> **What to do**
Reproduce the listing lines verbatim, from the line containing "task: provide the mask of every instance of the pine" through the line containing "156 11 L 157", inclusive.
** BEGIN Exercise inputs **
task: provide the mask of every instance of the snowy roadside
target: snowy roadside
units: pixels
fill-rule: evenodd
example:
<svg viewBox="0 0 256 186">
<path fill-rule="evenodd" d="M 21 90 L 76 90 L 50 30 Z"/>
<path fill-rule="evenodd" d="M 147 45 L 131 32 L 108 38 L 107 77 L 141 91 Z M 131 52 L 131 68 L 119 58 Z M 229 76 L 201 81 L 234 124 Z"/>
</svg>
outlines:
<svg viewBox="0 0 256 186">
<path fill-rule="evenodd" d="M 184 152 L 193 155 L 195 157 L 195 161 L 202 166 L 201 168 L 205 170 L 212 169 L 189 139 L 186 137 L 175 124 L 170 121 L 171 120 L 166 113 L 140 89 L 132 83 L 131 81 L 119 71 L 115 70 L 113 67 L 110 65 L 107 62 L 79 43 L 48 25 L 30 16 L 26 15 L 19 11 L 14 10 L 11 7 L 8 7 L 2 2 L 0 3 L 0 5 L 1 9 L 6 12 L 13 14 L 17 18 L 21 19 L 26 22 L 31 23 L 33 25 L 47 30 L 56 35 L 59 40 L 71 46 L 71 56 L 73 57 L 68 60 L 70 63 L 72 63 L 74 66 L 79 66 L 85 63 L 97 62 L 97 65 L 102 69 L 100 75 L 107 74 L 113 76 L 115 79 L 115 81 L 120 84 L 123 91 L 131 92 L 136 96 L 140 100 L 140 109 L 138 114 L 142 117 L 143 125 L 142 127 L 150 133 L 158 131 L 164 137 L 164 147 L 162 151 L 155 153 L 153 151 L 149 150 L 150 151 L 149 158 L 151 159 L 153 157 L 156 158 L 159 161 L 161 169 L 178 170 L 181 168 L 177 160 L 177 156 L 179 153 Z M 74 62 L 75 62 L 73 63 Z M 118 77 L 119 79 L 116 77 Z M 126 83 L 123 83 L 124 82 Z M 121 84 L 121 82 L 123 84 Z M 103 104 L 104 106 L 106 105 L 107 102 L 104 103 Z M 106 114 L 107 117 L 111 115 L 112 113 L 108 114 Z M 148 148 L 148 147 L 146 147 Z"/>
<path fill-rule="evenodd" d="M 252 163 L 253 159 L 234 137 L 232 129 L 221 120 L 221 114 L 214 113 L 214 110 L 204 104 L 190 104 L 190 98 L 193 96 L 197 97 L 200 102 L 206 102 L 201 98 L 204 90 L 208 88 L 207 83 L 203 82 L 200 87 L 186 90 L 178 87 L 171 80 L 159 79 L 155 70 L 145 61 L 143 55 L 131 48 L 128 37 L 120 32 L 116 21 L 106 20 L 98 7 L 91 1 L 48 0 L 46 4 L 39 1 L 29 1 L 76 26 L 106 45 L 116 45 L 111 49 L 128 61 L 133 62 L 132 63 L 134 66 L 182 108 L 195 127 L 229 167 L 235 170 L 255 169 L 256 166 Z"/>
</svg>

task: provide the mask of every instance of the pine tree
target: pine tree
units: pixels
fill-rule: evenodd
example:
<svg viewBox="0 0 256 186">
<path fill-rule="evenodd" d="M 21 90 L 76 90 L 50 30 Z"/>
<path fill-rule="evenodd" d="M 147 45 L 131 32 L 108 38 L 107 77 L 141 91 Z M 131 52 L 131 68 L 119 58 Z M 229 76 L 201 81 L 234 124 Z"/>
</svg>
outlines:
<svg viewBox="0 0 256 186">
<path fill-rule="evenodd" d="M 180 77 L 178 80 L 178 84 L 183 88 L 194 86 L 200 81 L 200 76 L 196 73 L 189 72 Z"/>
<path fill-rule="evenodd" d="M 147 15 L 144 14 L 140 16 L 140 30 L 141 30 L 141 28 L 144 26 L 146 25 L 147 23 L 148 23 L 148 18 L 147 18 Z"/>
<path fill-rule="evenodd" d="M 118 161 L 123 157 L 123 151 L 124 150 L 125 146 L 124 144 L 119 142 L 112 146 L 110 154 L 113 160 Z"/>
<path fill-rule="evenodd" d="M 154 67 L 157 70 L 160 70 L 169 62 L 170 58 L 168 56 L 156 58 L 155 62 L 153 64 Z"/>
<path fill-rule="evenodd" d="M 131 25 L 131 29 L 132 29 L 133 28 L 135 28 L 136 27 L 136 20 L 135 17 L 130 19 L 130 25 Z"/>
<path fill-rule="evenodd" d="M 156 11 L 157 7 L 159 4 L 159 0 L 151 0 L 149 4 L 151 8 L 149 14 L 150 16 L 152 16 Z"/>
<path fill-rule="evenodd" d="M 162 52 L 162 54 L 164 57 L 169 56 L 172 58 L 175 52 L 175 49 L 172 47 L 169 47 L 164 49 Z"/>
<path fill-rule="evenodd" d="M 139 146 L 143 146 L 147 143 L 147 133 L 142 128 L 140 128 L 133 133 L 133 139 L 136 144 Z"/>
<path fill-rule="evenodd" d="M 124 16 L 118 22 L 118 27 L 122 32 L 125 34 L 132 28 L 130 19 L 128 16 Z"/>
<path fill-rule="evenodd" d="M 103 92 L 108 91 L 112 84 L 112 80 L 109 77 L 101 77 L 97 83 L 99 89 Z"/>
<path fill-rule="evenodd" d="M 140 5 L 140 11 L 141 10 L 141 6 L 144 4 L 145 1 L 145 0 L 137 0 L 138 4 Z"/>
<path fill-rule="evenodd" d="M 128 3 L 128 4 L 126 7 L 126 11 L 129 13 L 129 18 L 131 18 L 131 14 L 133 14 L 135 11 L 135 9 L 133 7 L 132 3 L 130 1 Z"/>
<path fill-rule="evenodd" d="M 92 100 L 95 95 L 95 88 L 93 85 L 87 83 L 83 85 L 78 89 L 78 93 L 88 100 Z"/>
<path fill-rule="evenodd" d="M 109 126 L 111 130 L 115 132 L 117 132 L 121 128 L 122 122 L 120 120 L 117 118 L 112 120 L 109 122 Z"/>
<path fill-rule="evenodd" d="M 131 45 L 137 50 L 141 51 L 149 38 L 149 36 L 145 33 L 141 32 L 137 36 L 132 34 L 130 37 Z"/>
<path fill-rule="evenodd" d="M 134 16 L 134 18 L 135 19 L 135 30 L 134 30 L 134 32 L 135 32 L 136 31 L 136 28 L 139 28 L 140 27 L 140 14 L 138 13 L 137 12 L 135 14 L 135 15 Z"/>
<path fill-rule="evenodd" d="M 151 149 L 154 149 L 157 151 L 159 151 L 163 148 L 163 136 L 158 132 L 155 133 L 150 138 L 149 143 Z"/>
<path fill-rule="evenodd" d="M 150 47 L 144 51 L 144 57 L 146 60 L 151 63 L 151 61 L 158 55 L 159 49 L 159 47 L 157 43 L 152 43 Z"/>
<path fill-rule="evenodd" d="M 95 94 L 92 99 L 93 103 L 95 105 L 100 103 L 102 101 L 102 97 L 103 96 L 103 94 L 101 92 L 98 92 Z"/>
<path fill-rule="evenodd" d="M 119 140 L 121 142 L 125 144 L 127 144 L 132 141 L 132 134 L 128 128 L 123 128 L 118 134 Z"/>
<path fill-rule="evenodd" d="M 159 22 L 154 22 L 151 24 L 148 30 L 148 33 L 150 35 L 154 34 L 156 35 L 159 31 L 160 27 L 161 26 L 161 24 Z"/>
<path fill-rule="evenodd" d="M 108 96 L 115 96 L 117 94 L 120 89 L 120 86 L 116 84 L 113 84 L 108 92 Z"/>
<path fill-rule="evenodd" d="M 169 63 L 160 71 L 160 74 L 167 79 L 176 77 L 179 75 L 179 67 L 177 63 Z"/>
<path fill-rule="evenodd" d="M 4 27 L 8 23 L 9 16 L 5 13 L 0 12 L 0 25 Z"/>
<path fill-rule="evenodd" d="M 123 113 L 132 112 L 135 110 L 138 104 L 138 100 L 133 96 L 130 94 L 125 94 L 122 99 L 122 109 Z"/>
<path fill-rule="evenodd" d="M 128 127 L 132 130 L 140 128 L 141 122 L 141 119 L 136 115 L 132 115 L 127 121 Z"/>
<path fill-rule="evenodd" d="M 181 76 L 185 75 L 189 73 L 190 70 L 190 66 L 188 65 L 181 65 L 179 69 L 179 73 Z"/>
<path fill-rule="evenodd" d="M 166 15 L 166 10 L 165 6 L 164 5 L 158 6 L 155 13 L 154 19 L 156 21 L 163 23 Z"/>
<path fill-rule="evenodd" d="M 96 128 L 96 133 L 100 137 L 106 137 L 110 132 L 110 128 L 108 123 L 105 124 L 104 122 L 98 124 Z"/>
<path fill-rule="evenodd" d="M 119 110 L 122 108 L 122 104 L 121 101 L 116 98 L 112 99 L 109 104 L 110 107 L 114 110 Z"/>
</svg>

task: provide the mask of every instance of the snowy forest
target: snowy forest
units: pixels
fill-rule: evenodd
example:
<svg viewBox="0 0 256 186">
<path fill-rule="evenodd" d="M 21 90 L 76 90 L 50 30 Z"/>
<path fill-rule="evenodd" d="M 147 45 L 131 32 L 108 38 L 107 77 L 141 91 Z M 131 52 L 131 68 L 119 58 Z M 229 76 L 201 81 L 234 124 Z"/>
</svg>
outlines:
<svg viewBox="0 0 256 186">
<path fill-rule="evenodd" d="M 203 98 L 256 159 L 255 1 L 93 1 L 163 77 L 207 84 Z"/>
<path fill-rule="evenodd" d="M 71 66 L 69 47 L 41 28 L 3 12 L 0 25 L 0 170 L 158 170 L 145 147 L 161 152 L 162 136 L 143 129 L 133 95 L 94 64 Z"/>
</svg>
** END Exercise inputs **
> **Written response**
task: provide the mask of every instance of the pine tree
target: pine tree
units: pixels
fill-rule: evenodd
example:
<svg viewBox="0 0 256 186">
<path fill-rule="evenodd" d="M 21 90 L 76 90 L 50 30 Z"/>
<path fill-rule="evenodd" d="M 147 45 L 131 32 L 108 38 L 107 77 L 141 91 Z M 131 52 L 131 68 L 119 58 Z M 229 76 L 201 81 L 234 124 Z"/>
</svg>
outlines:
<svg viewBox="0 0 256 186">
<path fill-rule="evenodd" d="M 180 77 L 178 80 L 178 84 L 183 88 L 194 86 L 200 81 L 200 76 L 196 73 L 189 72 Z"/>
<path fill-rule="evenodd" d="M 147 15 L 144 14 L 140 16 L 140 30 L 141 30 L 141 28 L 144 26 L 146 25 L 147 23 L 148 23 L 148 18 L 147 18 Z"/>
<path fill-rule="evenodd" d="M 118 161 L 123 157 L 123 151 L 124 150 L 125 146 L 124 144 L 119 142 L 112 146 L 110 154 L 113 160 Z"/>
<path fill-rule="evenodd" d="M 154 67 L 157 70 L 160 70 L 169 62 L 170 58 L 168 56 L 156 58 L 155 62 L 153 64 Z"/>
<path fill-rule="evenodd" d="M 131 25 L 131 29 L 132 29 L 133 28 L 135 28 L 136 27 L 136 20 L 135 17 L 130 19 L 130 25 Z"/>
<path fill-rule="evenodd" d="M 156 11 L 157 7 L 159 4 L 159 0 L 151 0 L 149 4 L 151 8 L 149 14 L 150 16 L 152 16 Z"/>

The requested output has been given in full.